──────── Excerpted text ────────
MTT Viability assay: The viability of SAOS-2 cells was evaluated using the MTT assay (Sigma-Aldrich, USA) according to the manufacturer’s instructions. Briefly, cells were seeded in 96-well plates and incubated with MTT solution (0.5 mg/mL in cell culture medium) for 2 hours at 37°C. After incubation, the MTT solution was removed, and formed formazan crystals were dissolved in DMSO (Serva Electrophoresis GmbH, Germany). Absorbance was measured at 550 nm using a Tecan Infinite 200 PRO microplate reader (Tecan Subtype Ltd., Switzerland). Statistical analysis was performed by using R studio One way ANOVA test was used to calculate p-values (p-value >0.05, *p-value < 0.05, p-value < 0.01, *p-value < 0.001). Data is shown as a mean ± SD (Standard Deviation of the Means).
──────── Given information ────────
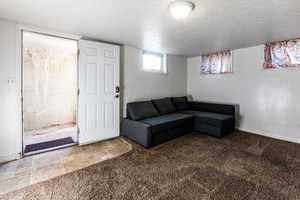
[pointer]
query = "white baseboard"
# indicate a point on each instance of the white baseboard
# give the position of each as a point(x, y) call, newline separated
point(8, 158)
point(94, 141)
point(271, 135)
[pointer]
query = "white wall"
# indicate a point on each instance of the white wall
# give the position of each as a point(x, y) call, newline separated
point(268, 99)
point(140, 85)
point(10, 101)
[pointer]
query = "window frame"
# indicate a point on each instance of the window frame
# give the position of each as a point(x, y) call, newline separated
point(269, 50)
point(217, 73)
point(163, 66)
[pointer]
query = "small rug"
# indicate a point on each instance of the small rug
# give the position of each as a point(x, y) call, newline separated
point(47, 145)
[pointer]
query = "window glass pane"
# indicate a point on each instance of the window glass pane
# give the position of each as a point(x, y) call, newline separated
point(152, 62)
point(217, 63)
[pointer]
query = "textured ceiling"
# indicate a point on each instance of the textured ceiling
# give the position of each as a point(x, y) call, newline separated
point(213, 26)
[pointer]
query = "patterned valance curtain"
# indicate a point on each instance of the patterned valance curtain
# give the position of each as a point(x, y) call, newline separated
point(217, 63)
point(282, 54)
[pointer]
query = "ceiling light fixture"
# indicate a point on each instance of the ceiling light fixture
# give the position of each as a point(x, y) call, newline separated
point(181, 9)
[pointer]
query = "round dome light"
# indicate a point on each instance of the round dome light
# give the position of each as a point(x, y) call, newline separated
point(181, 9)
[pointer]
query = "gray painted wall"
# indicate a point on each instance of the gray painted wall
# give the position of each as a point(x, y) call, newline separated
point(268, 99)
point(139, 85)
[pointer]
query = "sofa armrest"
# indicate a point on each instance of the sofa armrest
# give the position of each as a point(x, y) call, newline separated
point(137, 131)
point(228, 109)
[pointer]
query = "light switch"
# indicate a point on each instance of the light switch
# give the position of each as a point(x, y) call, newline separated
point(11, 81)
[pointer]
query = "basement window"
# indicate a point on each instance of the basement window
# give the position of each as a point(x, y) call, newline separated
point(153, 62)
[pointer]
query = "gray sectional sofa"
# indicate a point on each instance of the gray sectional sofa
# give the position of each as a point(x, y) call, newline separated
point(150, 123)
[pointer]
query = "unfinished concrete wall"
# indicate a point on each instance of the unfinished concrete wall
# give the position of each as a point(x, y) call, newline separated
point(50, 81)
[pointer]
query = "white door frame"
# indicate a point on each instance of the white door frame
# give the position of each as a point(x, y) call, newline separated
point(100, 55)
point(19, 73)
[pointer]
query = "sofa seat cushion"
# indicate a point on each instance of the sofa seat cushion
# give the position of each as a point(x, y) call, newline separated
point(169, 121)
point(181, 103)
point(213, 119)
point(141, 110)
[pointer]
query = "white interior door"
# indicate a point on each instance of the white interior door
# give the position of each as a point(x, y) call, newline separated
point(99, 102)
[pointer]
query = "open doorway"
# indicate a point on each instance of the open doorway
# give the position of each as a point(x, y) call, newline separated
point(49, 92)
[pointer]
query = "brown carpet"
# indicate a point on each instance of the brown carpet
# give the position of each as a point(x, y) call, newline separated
point(240, 166)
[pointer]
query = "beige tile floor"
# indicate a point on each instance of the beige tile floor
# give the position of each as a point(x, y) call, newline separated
point(41, 167)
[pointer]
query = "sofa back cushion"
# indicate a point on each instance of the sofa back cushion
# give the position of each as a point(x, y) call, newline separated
point(141, 110)
point(164, 106)
point(181, 103)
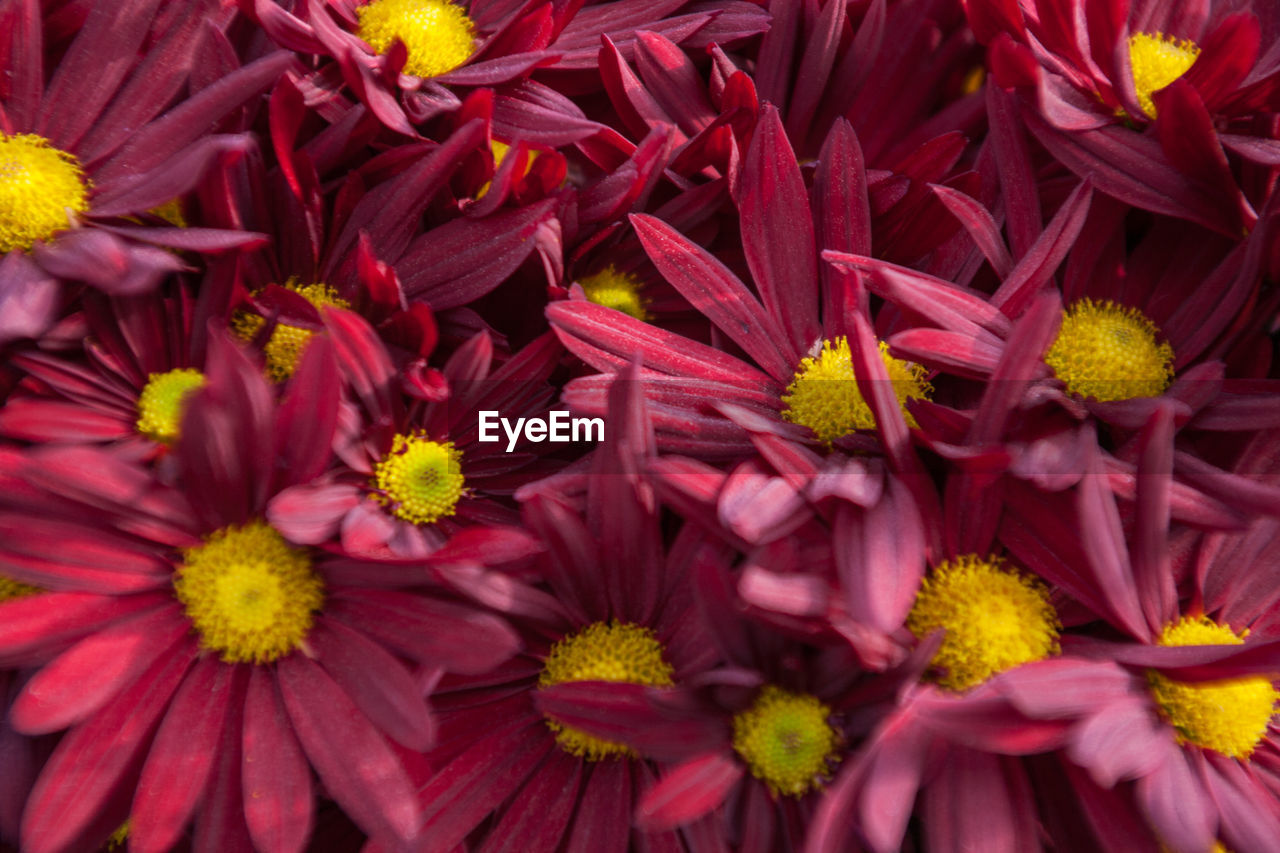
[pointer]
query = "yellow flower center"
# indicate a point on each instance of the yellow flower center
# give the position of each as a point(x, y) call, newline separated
point(10, 589)
point(1157, 60)
point(439, 35)
point(164, 400)
point(1228, 716)
point(993, 617)
point(288, 342)
point(1107, 352)
point(41, 191)
point(616, 290)
point(787, 740)
point(824, 396)
point(420, 480)
point(612, 651)
point(248, 593)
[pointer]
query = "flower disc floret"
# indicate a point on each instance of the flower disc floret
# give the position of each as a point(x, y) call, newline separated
point(993, 619)
point(616, 290)
point(439, 35)
point(787, 740)
point(42, 190)
point(248, 593)
point(613, 651)
point(1106, 352)
point(1228, 716)
point(1157, 60)
point(164, 400)
point(420, 480)
point(288, 342)
point(823, 395)
point(10, 589)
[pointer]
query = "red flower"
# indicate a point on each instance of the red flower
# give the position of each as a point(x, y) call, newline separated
point(414, 470)
point(201, 661)
point(101, 144)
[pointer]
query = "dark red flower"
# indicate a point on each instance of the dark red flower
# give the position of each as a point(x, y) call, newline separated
point(105, 142)
point(202, 664)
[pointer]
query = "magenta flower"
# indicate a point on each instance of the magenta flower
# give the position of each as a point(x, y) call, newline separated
point(516, 763)
point(1198, 77)
point(101, 144)
point(414, 470)
point(201, 662)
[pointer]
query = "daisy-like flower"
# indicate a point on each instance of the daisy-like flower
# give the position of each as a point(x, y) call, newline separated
point(380, 261)
point(1197, 77)
point(415, 470)
point(204, 664)
point(807, 345)
point(131, 391)
point(100, 144)
point(406, 59)
point(513, 769)
point(1123, 340)
point(1187, 706)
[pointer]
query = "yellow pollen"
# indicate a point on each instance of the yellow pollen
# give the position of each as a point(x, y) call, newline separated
point(172, 213)
point(993, 617)
point(499, 154)
point(41, 191)
point(288, 342)
point(615, 651)
point(419, 480)
point(824, 397)
point(616, 290)
point(439, 35)
point(1228, 716)
point(787, 740)
point(1157, 60)
point(248, 593)
point(10, 589)
point(1107, 352)
point(163, 402)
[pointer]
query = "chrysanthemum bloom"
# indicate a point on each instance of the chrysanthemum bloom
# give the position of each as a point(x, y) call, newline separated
────────
■ Task statement
Reproduce the passage of the MTT assay text starting with "MTT Viability assay: The" and going on through "of the Means).", word for word.

■ Result of the task
MTT Viability assay: The viability of SAOS-2 cells was evaluated using the MTT assay (Sigma-Aldrich, USA) according to the manufacturer’s instructions. Briefly, cells were seeded in 96-well plates and incubated with MTT solution (0.5 mg/mL in cell culture medium) for 2 hours at 37°C. After incubation, the MTT solution was removed, and formed formazan crystals were dissolved in DMSO (Serva Electrophoresis GmbH, Germany). Absorbance was measured at 550 nm using a Tecan Infinite 200 PRO microplate reader (Tecan Subtype Ltd., Switzerland). Statistical analysis was performed by using R studio One way ANOVA test was used to calculate p-values (p-value >0.05, *p-value < 0.05, p-value < 0.01, *p-value < 0.001). Data is shown as a mean ± SD (Standard Deviation of the Means).